INPUT
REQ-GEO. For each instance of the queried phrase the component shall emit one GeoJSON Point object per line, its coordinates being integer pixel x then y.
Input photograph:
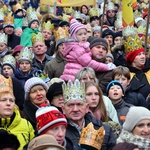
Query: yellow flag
{"type": "Point", "coordinates": [68, 2]}
{"type": "Point", "coordinates": [127, 13]}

TASK BRIEF
Repeat the records word for word, skipping pictures.

TASK RESPONSE
REQ-GEO. For each instance of the queried phrase the component shall emit one GeoJSON Point object per line, its coordinates being integer pixel x then y.
Input photograph:
Query: yellow flag
{"type": "Point", "coordinates": [68, 2]}
{"type": "Point", "coordinates": [127, 13]}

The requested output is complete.